#### Work required:
Copy out the listing below line for line without changing any wording, and omit the pictures.

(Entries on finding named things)
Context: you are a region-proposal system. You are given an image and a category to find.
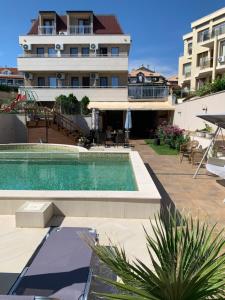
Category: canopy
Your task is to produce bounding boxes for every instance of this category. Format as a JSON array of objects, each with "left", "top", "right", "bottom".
[{"left": 197, "top": 113, "right": 225, "bottom": 129}]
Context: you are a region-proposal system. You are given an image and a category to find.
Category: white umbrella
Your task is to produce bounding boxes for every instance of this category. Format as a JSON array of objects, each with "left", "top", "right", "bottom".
[{"left": 124, "top": 108, "right": 132, "bottom": 140}]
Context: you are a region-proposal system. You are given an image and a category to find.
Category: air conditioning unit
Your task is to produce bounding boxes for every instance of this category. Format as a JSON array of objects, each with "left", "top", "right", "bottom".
[
  {"left": 56, "top": 73, "right": 65, "bottom": 80},
  {"left": 22, "top": 44, "right": 32, "bottom": 51},
  {"left": 217, "top": 56, "right": 225, "bottom": 63},
  {"left": 24, "top": 72, "right": 33, "bottom": 80},
  {"left": 55, "top": 44, "right": 64, "bottom": 50},
  {"left": 90, "top": 73, "right": 99, "bottom": 80},
  {"left": 59, "top": 31, "right": 67, "bottom": 35},
  {"left": 90, "top": 44, "right": 98, "bottom": 51}
]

#### Exercise response:
Context: you are a region-proposal system. You are given an image and a category to find.
Category: canopy
Your task is to produce bounding boxes for every instance of this category. Format as a JSON array of objects, each with "left", "top", "right", "bottom".
[{"left": 197, "top": 113, "right": 225, "bottom": 129}]
Context: you are a region-proposal system. You are given an image and a category to find.
Category: white umbrella
Your task is to produce bounding boxes for every instance of this category. Format as a JSON array of objects, each with "left", "top", "right", "bottom".
[{"left": 124, "top": 108, "right": 132, "bottom": 140}]
Context: you are a region-proposal system. You are given an image and a category to find.
Category: air conditioning unit
Your task is to produce bounding boxes for every instance of this category. Format as a JSON array of objects, each with "left", "top", "right", "bottom".
[
  {"left": 56, "top": 73, "right": 65, "bottom": 80},
  {"left": 22, "top": 44, "right": 32, "bottom": 51},
  {"left": 217, "top": 56, "right": 225, "bottom": 63},
  {"left": 24, "top": 72, "right": 33, "bottom": 80},
  {"left": 55, "top": 44, "right": 64, "bottom": 50},
  {"left": 90, "top": 73, "right": 99, "bottom": 80},
  {"left": 59, "top": 31, "right": 67, "bottom": 35},
  {"left": 90, "top": 44, "right": 98, "bottom": 51}
]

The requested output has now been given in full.